** start Listed entries **
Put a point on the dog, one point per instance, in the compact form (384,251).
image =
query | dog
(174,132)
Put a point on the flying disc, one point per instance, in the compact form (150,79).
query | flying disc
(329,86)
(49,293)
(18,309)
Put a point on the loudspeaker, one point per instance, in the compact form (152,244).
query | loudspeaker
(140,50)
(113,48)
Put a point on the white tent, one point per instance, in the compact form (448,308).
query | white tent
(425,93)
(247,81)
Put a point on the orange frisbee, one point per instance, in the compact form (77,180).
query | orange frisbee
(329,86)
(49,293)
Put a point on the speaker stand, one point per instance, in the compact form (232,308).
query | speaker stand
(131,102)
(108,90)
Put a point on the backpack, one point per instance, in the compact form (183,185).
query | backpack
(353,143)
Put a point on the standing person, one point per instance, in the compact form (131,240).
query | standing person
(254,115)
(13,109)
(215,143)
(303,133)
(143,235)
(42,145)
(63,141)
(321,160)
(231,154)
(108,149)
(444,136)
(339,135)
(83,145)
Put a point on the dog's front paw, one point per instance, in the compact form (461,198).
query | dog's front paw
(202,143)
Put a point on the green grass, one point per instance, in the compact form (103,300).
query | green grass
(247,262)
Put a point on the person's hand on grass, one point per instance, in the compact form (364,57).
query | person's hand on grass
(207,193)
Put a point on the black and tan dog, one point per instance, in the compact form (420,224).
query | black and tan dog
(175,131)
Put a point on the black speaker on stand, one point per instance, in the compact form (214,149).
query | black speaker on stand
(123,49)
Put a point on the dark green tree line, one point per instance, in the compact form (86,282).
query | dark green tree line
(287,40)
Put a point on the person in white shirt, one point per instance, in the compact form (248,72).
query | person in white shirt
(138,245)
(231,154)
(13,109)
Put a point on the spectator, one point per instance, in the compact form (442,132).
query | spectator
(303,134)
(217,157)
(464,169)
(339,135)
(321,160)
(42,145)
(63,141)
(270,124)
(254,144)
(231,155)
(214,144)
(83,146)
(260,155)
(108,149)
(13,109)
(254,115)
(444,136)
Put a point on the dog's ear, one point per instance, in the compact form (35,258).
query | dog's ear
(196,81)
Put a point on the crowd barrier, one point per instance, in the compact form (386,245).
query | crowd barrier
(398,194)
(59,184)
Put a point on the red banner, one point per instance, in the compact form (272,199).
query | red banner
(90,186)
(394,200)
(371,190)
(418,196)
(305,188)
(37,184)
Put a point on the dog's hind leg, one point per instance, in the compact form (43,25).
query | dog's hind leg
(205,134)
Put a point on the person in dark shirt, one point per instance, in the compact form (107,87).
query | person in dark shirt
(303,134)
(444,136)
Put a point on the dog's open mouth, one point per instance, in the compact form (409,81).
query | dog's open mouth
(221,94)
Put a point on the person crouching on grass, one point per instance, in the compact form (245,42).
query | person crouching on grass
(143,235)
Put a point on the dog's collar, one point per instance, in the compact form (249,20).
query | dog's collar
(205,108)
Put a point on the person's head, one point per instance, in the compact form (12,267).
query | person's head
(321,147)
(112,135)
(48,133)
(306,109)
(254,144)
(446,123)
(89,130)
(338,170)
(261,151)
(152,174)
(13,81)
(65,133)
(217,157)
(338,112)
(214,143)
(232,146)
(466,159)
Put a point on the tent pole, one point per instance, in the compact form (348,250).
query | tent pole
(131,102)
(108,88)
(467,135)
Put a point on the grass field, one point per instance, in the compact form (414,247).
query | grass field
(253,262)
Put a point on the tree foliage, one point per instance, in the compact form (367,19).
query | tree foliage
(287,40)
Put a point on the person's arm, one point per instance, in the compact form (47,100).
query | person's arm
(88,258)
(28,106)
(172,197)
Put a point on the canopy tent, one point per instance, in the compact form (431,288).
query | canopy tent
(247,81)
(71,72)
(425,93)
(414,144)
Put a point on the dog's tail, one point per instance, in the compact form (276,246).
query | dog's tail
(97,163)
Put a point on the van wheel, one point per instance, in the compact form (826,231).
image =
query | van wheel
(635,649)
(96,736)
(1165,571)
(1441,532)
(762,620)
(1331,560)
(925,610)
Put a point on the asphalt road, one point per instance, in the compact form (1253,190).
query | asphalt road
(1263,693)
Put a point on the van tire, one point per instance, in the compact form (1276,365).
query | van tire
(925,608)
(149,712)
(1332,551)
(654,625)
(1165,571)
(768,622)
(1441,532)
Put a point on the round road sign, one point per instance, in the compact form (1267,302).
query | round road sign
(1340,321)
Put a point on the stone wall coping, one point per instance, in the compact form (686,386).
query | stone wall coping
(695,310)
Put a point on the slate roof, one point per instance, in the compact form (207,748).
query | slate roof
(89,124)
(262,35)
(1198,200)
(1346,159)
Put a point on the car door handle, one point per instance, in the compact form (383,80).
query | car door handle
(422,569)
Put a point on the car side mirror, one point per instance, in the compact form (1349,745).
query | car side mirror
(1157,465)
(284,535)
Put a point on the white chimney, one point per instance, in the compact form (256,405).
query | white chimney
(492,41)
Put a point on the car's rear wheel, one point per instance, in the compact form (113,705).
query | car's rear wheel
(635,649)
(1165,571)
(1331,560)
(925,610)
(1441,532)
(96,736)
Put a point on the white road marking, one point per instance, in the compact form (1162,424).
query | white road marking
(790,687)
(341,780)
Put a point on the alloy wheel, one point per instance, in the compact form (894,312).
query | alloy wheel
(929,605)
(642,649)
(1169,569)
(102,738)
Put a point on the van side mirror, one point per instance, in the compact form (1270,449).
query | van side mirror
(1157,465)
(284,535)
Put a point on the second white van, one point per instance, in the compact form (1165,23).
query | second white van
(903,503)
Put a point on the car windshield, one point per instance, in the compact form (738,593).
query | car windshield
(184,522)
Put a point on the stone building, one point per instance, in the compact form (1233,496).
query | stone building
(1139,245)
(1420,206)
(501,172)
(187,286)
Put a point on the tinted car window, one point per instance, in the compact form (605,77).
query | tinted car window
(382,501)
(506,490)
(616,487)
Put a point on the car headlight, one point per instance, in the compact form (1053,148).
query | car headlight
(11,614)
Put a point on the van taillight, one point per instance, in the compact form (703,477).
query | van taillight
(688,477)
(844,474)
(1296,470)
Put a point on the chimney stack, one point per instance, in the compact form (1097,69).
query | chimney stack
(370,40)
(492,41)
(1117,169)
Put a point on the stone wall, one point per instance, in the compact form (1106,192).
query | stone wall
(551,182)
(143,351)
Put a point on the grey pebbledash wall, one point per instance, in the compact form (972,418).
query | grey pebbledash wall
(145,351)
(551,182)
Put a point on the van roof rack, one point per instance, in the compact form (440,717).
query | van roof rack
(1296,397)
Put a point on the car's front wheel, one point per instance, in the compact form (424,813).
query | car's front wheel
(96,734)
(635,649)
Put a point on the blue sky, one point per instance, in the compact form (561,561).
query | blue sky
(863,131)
** end Listed entries **
- **Requirements**:
Would you copy out each line exactly as written?

- **Final answer**:
Put a point on the dog, one point per instance, in the compact form (384,251).
image =
query | dog
(174,132)
Put a point on the flying disc, one point per instance, in the compact form (150,79).
query | flying disc
(329,86)
(49,293)
(18,309)
Put a point on the loudspeaker, one point per instance, in the compact form (152,244).
query | loudspeaker
(140,50)
(113,48)
Put a point on the white tent, one point per instance, in the compact form (448,308).
query | white tent
(425,93)
(247,81)
Put a point on the orange frisbee, one point per instance, in the compact form (77,180).
query | orange frisbee
(329,86)
(49,293)
Put a point on the speaker stand, one point per instance, in the compact form (232,308).
query | speaker stand
(131,102)
(108,90)
Put a point on the backpack, one point per instance, in the compact form (183,185).
query | backpack
(353,143)
Put a point on the standing person, one point per instance, in the compact form (131,240).
query | standing person
(254,115)
(13,109)
(215,143)
(303,133)
(143,235)
(42,145)
(63,141)
(321,160)
(231,154)
(108,149)
(444,136)
(339,135)
(83,145)
Put a point on the dog's front paw, one point per instance, in the compact form (461,198).
query | dog's front paw
(202,143)
Put a point on the green grass, one point per instance, in the compact form (103,300).
query | green grass
(247,262)
Put a point on the person's hand on grass, one point per instance, in the compact form (364,57).
query | person's hand on grass
(207,193)
Put a point on the black and tan dog, one point per instance, in the compact form (420,224).
query | black and tan dog
(175,131)
Put a point on the black speaker on stand, one point per instance, in the compact form (214,149).
query | black speaker on stand
(123,49)
Put a point on the dark green tree line, one point per instance, in the compact form (86,282).
query | dark green tree line
(287,40)
Put a point on the person in white shirt, one point per instance, in the compact form (248,72).
query | person in white shirt
(138,245)
(231,154)
(13,109)
Put a point on the spectator, one point per instance, in the compact form (442,132).
query | spectator
(303,134)
(217,157)
(464,169)
(339,135)
(321,160)
(42,145)
(63,141)
(270,124)
(254,144)
(231,155)
(214,144)
(83,146)
(260,155)
(108,149)
(13,109)
(254,115)
(444,136)
Put a point on the dog's ear, one point per instance, in the compact form (35,258).
query | dog's ear
(196,81)
Put a point on the crowd barrier, one point per instance, in the compact form (386,245).
query | crowd barrier
(398,194)
(59,184)
Put a point on the red banner, one point per instance, in the compact form (272,199).
query | red banner
(90,186)
(394,200)
(371,190)
(418,196)
(305,188)
(37,184)
Put a point on the dog's hind leg, one point per instance, in the compact form (43,25).
query | dog's hind leg
(205,134)
Put a point on the person in dark shirt, one point per instance, in the compact form (107,87).
query | person in dark shirt
(303,134)
(444,136)
Put a point on the dog's open mouth, one point per instance, in the compact form (409,81).
query | dog's open mouth
(221,94)
Put a point on the person crouching on grass, one point per instance, in the compact form (245,42).
query | person crouching on grass
(143,235)
Put a point on the dog's collar, one point per instance, in the compact form (249,20).
query | dog's collar
(205,108)
Put a point on the person's head, one point per instance, in the compact form (12,267).
query | person's head
(321,147)
(112,135)
(48,133)
(306,109)
(254,144)
(446,123)
(89,130)
(338,170)
(261,151)
(152,174)
(13,81)
(65,133)
(217,157)
(338,112)
(214,143)
(232,146)
(466,159)
Put a point on the tent pole, one point per instance, in the compact form (348,250).
query | tent pole
(131,102)
(108,88)
(467,135)
Put a point on the grass field, one point per instance, in the compact form (414,247).
query | grass field
(253,262)
Put a point on the tree foliage, one point per instance, in the compact form (367,19).
query | tree foliage
(287,40)
Put a point on the person's arm, one point per instance, in the compact form (47,100).
query | person's arm
(88,258)
(28,106)
(172,197)
Put a point on the canopy tent, one point per instance, in the compact form (431,288).
query | canopy tent
(247,81)
(71,72)
(425,93)
(414,144)
Put a point on the dog's tail, one point per instance, in the compact form (276,246).
query | dog's tail
(97,163)
Put a point on the van wheel, one point per instance, in the compact form (826,231).
image =
query | van wheel
(635,649)
(96,736)
(1165,571)
(1441,532)
(762,620)
(1331,560)
(925,610)
Put a point on the asphalt road, one point per instance, in the compact form (1253,190).
query | asphalt road
(1263,693)
Put a point on the van tire, one point per instance, in the compact form (1276,365).
query | van tire
(925,608)
(149,712)
(1332,551)
(654,625)
(1165,571)
(768,622)
(1441,532)
Put a point on the round road sign, one point per instance, in the compact form (1267,302).
query | round road sign
(1340,321)
Put a point on the stone wall coping, one point per instance, in the compact form (686,386).
query | stone wall coping
(695,310)
Put a point on the slate roof, one point per instance, in the compact form (207,748).
query | slate roof
(89,124)
(262,35)
(1198,200)
(1346,159)
Put a point on the car door handle, one point per instance, in the compact form (383,80).
query | car door handle
(422,569)
Put a point on the car side mirror, one point per instance, in the compact form (1349,745).
query | car side mirror
(1157,465)
(284,535)
Put a point on the white chimney, one point per instance, in the compact form (256,405).
query | white chimney
(492,41)
Put a point on the car's rear wheel, one point per instance, in the compact form (113,705).
query | car's rear wheel
(635,649)
(1165,571)
(1331,560)
(925,610)
(1441,532)
(96,736)
Put a point on the white road marking, one point per instance, in the compact form (1162,424).
query | white road marking
(790,687)
(341,780)
Put a point on the alloy wheel, one point per instance, in the compact form (894,312).
query | alloy wheel
(929,605)
(642,649)
(1169,569)
(102,738)
Put a point on the van side mirror, one point per instance, in the compact form (1270,449).
query | van side mirror
(1157,465)
(284,535)
Put a point on the second white van, one point per instance, in the compact form (1165,23).
query | second white van
(903,503)
Put a point on the car windshield, one point per instance, in the compact form (738,593).
query | car windshield
(184,522)
Put a point on the stone building, one point per instance, in the compact form (1233,496).
query | stone building
(1139,245)
(1420,206)
(501,172)
(187,286)
Put a point on the tinted car window, one point per instance, in the compact form (605,77).
query | tinted car window
(382,501)
(506,490)
(616,487)
Put a point on the car headlight, one point per instance, in the compact form (1053,148).
query | car headlight
(11,614)
Put a point on the van taillight, one point per instance, in the compact form (703,477).
query | van taillight
(688,477)
(844,474)
(1296,470)
Put a point on the chimney stack, one point per instance, in the compact form (1097,69).
query | chimney stack
(370,40)
(492,41)
(1117,169)
Put a point on the stone wall, one point per instance, in the compact form (1106,192).
query | stone wall
(551,182)
(143,351)
Put a point on the grey pebbledash wall, one point per instance, in the compact form (972,418).
query | grey pebbledash wall
(145,351)
(551,182)
Put a point on the van roof rack, one point per instance, in the compact form (440,717).
query | van roof rack
(1296,397)
Put a point on the car's front wheel, one point per instance, in the compact form (424,813).
query | car's front wheel
(96,734)
(635,649)
Put a point on the blue sky, one point per instance, in the compact form (561,561).
query | blue sky
(863,131)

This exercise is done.